Problems to solve —
1) In the avian flu passage, in which month do egg prices typically rise?
2) Quote the avian flu passage from "USDA epidemiologists will" to "independent of the virus.".
3) Continue the avian flu passage, starting right after its final sentence.

According to the Centers for Disease Control and Prevention, there are no confirmed cases of avian flu in mammals. But, USDA epidemiologist Dr. Brian McCluskey says small rodents could still play a role in the spread of the virus.
“There’s actually evidence in the scientific literature that mice and other small rodents can actually carry the virus. Maybe not as a biological vector, but as a mechanical one, so the virus may be drug in on the animal itself,” McCluskey says. In other words, a mouse might transmit the virus to a chicken or turkey barn by carrying infected material on its fur or paws.
USDA epidemiologists will also be interviewing workers at poultry operations about bio security practices. Surveying will be done at both affected and unaffected sites.
Meanwhile, consumers may notice the cost of eggs has risen in the last month. While this may relate to the outbreaks of avian flu, the disease is not entirely to blame. Egg prices typically rise in May. So costs were already expected to climb, when avian flu outbreaks began this spring. But this month’s price bump isn’t totally independent of the virus.

Given information —
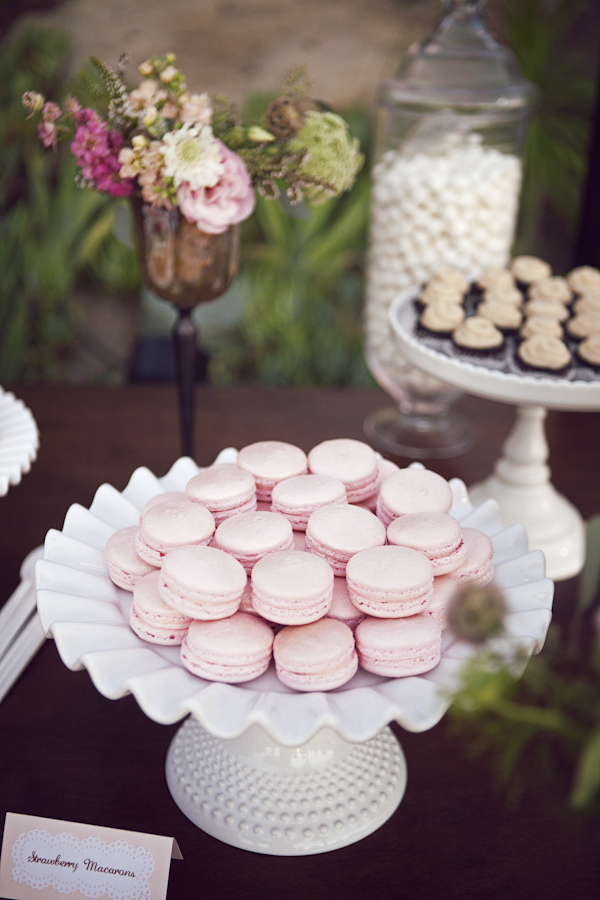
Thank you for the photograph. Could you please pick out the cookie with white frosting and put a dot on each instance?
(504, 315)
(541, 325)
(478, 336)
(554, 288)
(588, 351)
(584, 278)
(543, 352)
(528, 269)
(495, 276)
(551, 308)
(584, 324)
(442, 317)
...
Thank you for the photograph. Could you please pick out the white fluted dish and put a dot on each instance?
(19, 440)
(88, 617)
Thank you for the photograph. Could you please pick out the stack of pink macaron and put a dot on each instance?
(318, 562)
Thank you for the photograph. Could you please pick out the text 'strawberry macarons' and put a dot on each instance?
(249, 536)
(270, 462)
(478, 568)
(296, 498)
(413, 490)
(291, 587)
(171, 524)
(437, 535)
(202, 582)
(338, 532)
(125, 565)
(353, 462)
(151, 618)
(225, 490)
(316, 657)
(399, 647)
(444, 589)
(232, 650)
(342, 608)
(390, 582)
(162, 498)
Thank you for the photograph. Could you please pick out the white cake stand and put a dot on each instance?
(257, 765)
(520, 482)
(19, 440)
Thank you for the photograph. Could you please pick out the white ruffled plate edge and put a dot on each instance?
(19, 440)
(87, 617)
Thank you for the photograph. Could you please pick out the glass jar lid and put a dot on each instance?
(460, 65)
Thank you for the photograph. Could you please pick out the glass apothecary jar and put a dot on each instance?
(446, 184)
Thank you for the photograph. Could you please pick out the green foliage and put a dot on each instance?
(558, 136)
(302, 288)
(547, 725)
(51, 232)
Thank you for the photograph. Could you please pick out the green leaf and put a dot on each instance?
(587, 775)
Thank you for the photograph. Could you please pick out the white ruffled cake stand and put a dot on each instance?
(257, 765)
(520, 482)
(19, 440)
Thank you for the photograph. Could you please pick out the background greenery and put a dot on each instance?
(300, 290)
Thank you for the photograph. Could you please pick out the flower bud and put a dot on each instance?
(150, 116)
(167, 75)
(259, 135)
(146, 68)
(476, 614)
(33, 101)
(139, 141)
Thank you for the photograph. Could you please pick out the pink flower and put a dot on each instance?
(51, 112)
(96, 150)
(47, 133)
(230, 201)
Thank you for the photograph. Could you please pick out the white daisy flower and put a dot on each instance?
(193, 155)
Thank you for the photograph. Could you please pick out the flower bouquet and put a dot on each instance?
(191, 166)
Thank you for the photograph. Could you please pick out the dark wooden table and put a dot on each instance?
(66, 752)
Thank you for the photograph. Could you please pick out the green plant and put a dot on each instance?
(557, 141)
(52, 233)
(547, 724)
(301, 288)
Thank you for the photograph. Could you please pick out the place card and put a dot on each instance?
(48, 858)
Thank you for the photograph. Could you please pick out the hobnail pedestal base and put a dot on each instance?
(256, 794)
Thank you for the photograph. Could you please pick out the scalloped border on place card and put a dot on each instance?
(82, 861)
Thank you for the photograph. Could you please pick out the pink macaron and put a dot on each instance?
* * *
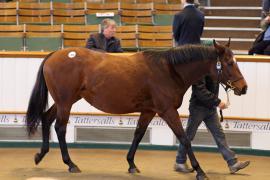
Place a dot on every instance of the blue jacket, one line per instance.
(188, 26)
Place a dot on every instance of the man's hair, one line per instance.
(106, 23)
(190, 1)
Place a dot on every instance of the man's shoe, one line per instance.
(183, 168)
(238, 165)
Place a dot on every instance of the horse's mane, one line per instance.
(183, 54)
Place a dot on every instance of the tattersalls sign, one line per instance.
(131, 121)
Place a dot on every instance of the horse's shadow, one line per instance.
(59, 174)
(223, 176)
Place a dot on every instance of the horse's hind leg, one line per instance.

Numbered responses —
1) May

2)
USDA epidemiologists will also be interviewing workers at poultry operations about bio security practices. Surveying will be done at both affected and unaffected sites.
Meanwhile, consumers may notice the cost of eggs has risen in the last month. While this may relate to the outbreaks of avian flu, the disease is not entirely to blame. Egg prices typically rise in May. So costs were already expected to climb, when avian flu outbreaks began this spring. But this month’s price bump isn’t totally independent of the virus.

3)
Avian flu has depleted Iowa’s layer-hen population by about a third. And the cost of a dozen large white eggs is up 5 cents, compared to this time last year.
Randy Olson, of the Iowa Poultry Association, says it’s too early to know the price consequences of avian influenza for consumers. “We are just one state of, we assume, 50 that produce eggs across the country. We’re an important state, but we’re not the only state,” Olson says.
Ultimately, a lot rides on how many more hens are lost to the bird flu. Officials are hopeful hot summer weather will soon kill the virus. There are now 50 confirmed or probable cases of avian influenza in Iowa. An egg-laying operation in Sioux County has been added to the list of sites with outbreaks of the bird flu virus.